# START OF Selected excerpt

Spring ’13 Turkey Hunt/Food

Sometimes luck is with you. That was the case opening weekend of turkey season for me in Idaho. I am rarely in Northern Sections of my own state and decided that I could not miss opening day of turkey hunting no matter were I was.

That said, the populations of the thunder chickens in the northern stretches of Idaho are much greater than the southern half. I was in Couer d’Alene for the Western States American Culinary Federation annual meeting. It is an idyllic setting.

I made my way over to Post Falls, thanks to the father of a good friend named Sara, and found some public land to hunt. Rolled in the night before, heard a gobble and strolled out. Shot a tom the next morning with my fellow chef friend Jason Jones, Sous Chef at Bella Aquila in Eagle Idaho. The tom is the best turkey, trophy wise, that I have ever taken.

The next morning I was three hours south and hunting with my cousin in law Wally from IDA GLOW Antlers. He put me on a quartet of jakes; one of them filled tag number two.

I have two recipes up on the site for turkey as well.  Check them out, I will  have more soon.

This past year was, by far, the best turkey season I have ever had, tagged out in two days.  I took some pics while I was out and hope you all enjoy!

Wild Turkey Cutlets

The total mass of a turkey is always surprising to me. I shoot other big birds like geese and sage hen often but a turkey is just a totally different ball game, and as such needs to be treated that way.

Turkeys consist of 5 cuts of meat in total; the breast, the tenderloin, the wings, the thighs and the drumsticks. Each of these bird parts beg for a separate cooking method. It is not wise to just roast a wild turkey like a butterball. The breast will probably be dry, the drumsticks will be good for dog chew toys and the



thigh meat will require a steak knife.

This month I will concentrate on the breast meat of a turkey, by far the biggest bang for the buck.

Turkey breast meat is not as soft and juicy as store bought, but it has a ton more flavor. Think elk meat vs beef – similar but still different. But like store bought meat it still needs cooked to 165 degrees to be safe to eat. Be careful when cooking meat to this temperature, it can be very dry. To avoid dry meat make sure to remove it from heat a whole 10 degrees before it reaches 165 degrees on the inside. Carry over cooking will finish the job of getting the meat to 165.

# END OF Selected excerpt
# START OF Record list

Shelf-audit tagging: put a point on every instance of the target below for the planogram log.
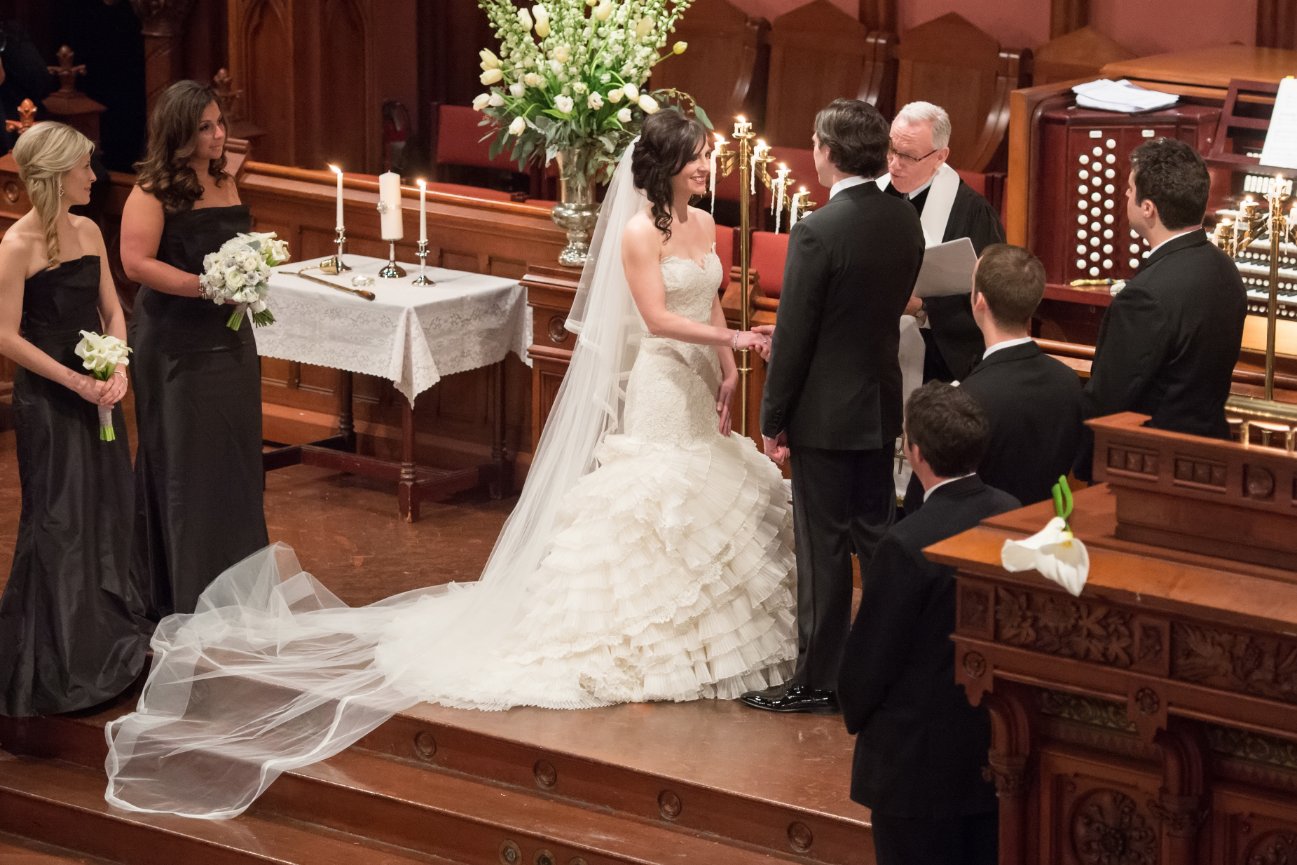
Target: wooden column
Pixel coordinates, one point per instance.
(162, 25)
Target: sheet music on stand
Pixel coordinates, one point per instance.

# END OF Record list

* [Exercises]
(A) Name the cuts of meat that, according to the turkey hunting post, make up a turkey.
(B) In the turkey hunting post, what internal temperature must turkey breast meat reach to be safe to eat?
(C) Pick up the turkey hunting post after its final sentence and keep writing.
This data comes from a separate source.

* [Task-by-task answers]
(A) Breast, tenderloin, wings, thighs, drumsticks

(B) 165 degrees.

(C)
Breaded Turkey Cutlets with Oil Poached Garlic and Tomatoes served with Pan Roasted Orange

This recipe calls for turkey “cutlets” AKA  slices of turkey breast. Lay your breast out on the counter. It will make half of a heart shape. Cut across the grain of the meat in about ¼ inch sections. You will get quite a few. It is even a little easier to cut when the meat is frozen a little.

Take those slices and place them between two sheets of clear plastic film about an inch from each other. Use a mallet or the bottom of a pan to hammer the slices into almost see through thin sections. You now have turkey “cutlets” and they are a transformed piece of wild game meat. Bread them and fry them, add a squeeze of lemon, and you have the German classic schnitzel. And that classic dish is what we are having fun with today. Replace the sour lemon with a sweeter caramelized orangeand add the roasted garlic and tomatoes – bang – a whole new take on a classic.

Oil Poached Garlic and Tomatoes

1 cup Olive Oil

1 cup garlic cloves, peeled

1 cup cherry or grape tomatoes

In a small sauce pan add the garlic, tomatoes and oil. Turn heat to medium low and let simmer for 20 minutes. Reserve in warm location. This will create more than you need for this recipe. Store them in a mason jar in the fridge, covered in oil and they will last up to a year. Just microwave the jar when you want some roasted garlic and tomatoes.

Pan Roasted Orange

2 ea Oranges, cut in half

1 tablespoon canola oil

In a medium sized cast iron skillet add the oil and then the orange halves, flesh side down. Heat on medium until the exposed orange flesh is dark brown. Remove pan from heat. Reserve.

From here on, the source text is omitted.